═════ Supplied text

Security Beyond the State
Référence[edit]
Rita Abrahamsen et Michael C. Williams, 2011, Security Beyond the State: Private Security in International Politics, Cambridge University Press. Web
Catégorisation[edit]
- Type: Livre
- Discipline: Relations internationales
- Thèmes: Hybridation public-privé
Résumé[edit]
Les auteurs rejettent la grille de lecture offerte par de nombreux travaux sur la montée en puissance des entreprises privées de sécurité. Pour eux, ce processus ne doit pas s'interpréter comme un affaiblissement de la souveraineté des États mais comme un phénomène lié à la reconfiguration du champ de la sécurité au sein « d'assemblages global de sécurité » (global security assemblages) : à l'heure de la mondialisation et des politiques et discours néo-libéraux, les acteurs, leurs techniques, les normes et les discours qui encadrent leurs activités se recomposent selon des logiques qui brouillent les distinction traditionnelles entre le public et le privé, le local et le global, l'interne et l'externe. À partir d'études de cas dans plusieurs pays africains, cette étude croisant l'histoire et la sociologie bourdieusienne propose un cadre théorique permettant de penser l'hybridation public-privé dans le champ largement dé-territorialisé et réticulaire de la sécurité, ainsi que la manière dont cette hybridation et le contexte socio-historique dans lequel elle s’inscrit affecte la capacité des acteurs à mobiliser leur capital matériel, culturel ou symbolique à l'intérieur de ce champs.
Divers[edit]
Notes de lecture[edit]
Introduction
- Private security is quickly becoming a central and pervasive part of everyday life, across the globe. It shows the need to move security studies beyond analysis of the state.
- Privatization does not necessarily undermine the power of the state and its monopoly of violence :
"Rather than private security eroding the power of the state, or threatening its power and authority, its proliferation is linked to changes inside the state, and its power stems not primarily from the barrel of the gun but from its links to public forms of power and authority. These transformations have led to the emergence of what we call global security assemblages: new security structures and practices that are simultaneously public and private, global and local" (p. 3).

══════════
═════ Record list

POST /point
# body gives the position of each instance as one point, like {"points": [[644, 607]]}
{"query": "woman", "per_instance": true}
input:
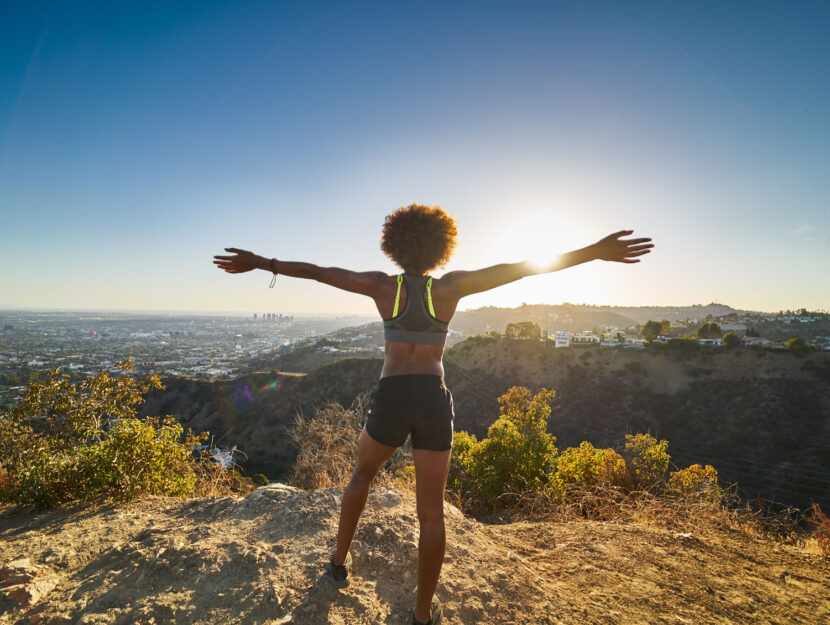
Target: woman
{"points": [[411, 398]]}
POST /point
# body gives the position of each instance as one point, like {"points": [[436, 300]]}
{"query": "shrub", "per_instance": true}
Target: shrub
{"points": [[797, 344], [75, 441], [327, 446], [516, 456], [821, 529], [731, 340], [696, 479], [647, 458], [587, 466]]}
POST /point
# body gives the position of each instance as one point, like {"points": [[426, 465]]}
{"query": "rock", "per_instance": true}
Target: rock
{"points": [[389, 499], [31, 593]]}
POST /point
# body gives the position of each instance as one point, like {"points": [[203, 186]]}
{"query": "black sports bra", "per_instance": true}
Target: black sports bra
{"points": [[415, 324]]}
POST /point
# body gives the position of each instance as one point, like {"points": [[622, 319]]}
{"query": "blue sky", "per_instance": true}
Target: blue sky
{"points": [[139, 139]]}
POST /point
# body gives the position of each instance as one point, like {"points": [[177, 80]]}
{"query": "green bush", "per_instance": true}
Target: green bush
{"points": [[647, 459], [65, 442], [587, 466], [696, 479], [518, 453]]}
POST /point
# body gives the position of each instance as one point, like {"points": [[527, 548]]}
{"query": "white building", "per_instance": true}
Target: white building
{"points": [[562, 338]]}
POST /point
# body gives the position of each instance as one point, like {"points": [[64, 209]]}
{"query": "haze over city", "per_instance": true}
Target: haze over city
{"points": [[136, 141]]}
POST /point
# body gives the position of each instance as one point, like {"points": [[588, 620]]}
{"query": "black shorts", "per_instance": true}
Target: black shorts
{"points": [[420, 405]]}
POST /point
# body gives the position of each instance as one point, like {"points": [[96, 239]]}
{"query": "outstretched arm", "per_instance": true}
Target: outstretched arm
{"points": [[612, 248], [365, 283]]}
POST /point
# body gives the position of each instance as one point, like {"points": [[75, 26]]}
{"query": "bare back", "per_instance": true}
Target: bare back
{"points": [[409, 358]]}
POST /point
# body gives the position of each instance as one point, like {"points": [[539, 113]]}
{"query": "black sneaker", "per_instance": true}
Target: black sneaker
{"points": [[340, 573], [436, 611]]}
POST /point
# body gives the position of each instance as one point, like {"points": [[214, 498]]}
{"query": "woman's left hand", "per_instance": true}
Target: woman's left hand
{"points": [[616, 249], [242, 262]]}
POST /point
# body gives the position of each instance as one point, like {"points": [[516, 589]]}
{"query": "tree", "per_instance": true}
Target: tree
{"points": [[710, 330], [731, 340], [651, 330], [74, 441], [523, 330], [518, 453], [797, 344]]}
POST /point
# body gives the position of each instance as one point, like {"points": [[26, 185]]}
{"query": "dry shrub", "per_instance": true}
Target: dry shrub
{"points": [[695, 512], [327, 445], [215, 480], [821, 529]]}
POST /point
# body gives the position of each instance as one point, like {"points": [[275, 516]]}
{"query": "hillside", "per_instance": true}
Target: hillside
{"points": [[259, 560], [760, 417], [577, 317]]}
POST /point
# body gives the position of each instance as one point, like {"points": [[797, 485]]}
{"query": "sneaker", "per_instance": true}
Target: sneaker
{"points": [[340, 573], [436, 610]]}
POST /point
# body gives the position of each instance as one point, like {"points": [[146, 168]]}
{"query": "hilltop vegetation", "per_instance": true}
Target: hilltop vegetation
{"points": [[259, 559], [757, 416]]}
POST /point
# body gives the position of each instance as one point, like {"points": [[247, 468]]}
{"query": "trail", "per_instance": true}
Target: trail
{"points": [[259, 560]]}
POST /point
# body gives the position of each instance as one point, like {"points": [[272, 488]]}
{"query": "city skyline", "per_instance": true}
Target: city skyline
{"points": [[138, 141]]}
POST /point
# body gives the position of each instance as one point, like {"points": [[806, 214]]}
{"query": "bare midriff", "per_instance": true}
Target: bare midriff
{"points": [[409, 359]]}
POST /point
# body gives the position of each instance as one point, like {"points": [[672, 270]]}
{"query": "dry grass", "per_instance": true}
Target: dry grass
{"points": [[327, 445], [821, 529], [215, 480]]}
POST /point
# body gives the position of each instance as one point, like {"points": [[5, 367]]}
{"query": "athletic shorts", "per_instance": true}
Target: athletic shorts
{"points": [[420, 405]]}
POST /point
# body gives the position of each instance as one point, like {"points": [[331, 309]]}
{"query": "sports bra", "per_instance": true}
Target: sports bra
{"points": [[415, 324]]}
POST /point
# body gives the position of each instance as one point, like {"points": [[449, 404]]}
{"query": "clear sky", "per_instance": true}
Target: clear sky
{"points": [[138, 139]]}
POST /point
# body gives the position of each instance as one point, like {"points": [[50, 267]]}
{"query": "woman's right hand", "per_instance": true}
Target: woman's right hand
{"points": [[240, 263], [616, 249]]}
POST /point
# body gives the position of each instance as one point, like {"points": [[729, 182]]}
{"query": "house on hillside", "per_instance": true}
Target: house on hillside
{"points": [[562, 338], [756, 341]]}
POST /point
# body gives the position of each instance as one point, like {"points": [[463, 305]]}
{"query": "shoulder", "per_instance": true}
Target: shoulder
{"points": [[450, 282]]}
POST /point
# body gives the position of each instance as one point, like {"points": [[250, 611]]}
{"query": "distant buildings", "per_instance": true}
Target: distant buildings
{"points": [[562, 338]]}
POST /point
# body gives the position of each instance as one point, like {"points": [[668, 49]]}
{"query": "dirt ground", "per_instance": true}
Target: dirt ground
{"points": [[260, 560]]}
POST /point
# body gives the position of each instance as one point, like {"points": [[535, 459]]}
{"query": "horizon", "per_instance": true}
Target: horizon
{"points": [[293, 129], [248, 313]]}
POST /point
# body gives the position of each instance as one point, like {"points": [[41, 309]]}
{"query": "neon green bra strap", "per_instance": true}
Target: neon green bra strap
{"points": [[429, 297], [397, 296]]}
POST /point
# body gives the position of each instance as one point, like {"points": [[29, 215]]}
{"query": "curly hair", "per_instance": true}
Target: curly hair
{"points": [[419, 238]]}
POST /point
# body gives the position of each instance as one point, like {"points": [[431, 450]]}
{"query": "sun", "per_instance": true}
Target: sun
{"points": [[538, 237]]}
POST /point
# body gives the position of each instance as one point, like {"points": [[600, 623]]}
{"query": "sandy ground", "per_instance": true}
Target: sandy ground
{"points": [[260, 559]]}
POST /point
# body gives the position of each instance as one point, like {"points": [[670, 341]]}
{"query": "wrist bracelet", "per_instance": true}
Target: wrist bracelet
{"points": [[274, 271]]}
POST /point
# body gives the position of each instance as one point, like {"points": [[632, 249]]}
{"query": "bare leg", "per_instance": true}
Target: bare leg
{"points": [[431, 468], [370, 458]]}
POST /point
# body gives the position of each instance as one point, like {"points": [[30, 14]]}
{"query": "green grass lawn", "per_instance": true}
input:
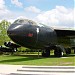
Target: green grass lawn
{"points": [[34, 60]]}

══════════
═════ Record list

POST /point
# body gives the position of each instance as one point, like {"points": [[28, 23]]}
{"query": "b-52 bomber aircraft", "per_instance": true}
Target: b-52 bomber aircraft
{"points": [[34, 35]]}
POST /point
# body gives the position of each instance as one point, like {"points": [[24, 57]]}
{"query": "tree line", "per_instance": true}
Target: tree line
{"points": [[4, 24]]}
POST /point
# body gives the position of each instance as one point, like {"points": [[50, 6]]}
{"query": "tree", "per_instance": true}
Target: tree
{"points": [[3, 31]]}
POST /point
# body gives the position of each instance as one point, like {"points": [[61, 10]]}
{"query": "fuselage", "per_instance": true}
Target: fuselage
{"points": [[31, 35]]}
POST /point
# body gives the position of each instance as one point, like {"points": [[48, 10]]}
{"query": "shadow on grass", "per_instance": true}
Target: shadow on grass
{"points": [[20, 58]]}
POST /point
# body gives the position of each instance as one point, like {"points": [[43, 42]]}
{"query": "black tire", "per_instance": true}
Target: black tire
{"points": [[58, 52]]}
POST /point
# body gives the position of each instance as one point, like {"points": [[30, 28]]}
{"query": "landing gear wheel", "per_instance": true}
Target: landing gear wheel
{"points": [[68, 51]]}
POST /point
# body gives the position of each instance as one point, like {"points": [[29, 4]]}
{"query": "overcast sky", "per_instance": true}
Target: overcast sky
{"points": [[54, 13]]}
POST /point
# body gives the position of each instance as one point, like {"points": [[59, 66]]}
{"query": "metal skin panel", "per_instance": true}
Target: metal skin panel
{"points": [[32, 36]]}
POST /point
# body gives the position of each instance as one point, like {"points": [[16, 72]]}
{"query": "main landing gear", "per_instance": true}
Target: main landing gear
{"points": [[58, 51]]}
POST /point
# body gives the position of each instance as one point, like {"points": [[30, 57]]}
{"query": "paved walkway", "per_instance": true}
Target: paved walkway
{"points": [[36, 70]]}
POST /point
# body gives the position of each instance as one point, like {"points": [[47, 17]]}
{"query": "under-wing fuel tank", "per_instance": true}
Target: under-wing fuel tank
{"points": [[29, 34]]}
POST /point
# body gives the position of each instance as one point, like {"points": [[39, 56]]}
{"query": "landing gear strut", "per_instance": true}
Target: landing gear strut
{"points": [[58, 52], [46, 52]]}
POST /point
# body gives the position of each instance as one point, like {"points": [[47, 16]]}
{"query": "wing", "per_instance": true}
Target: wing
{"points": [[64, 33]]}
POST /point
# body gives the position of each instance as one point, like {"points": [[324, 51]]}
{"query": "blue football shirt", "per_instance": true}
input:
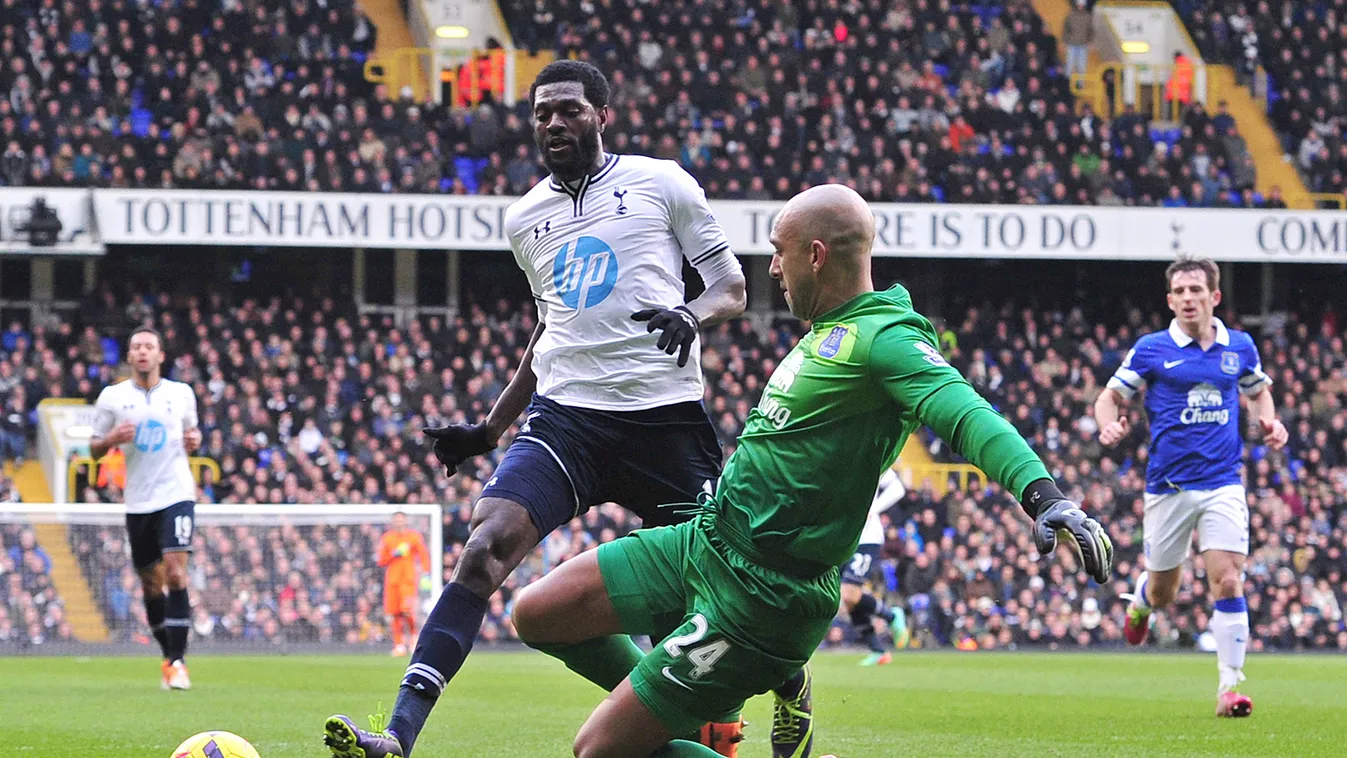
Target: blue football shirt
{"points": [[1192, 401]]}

══════════

## Problem
Write the next part of the page on the book Security Beyond the State, starting right after its final quoted passage.

## Exercise output
- Private security often leads to abuses, lack of accountability, etc. But it is enmeshed in broader political processes.
- One starting point to analyze it is the "historically constitued division between the public and the private": traditionally, citizens are protected by public officiers. This public-private distinction is historically constituted seemingly fixed categories, embedded in the most powerful institutional and conceptual expressions of modern sovereignty. They are used to affirm or challenge relations of power.
- Methodology: This leads to a set of methodological processes:
- "Sociologically, we need to capture not only the historical relationship between public and private force, but also the new social forces and rearticulations of the public and private that are part of the striking resurgence of private security" (p. 8)
- "Theoretically, we need to explore how specific articulations of the public-private-security relationship are constitutive features of modern liberal politics and the international system, and how they too are being influenced, challenged and rearticulated through contemporary processes of security privatization".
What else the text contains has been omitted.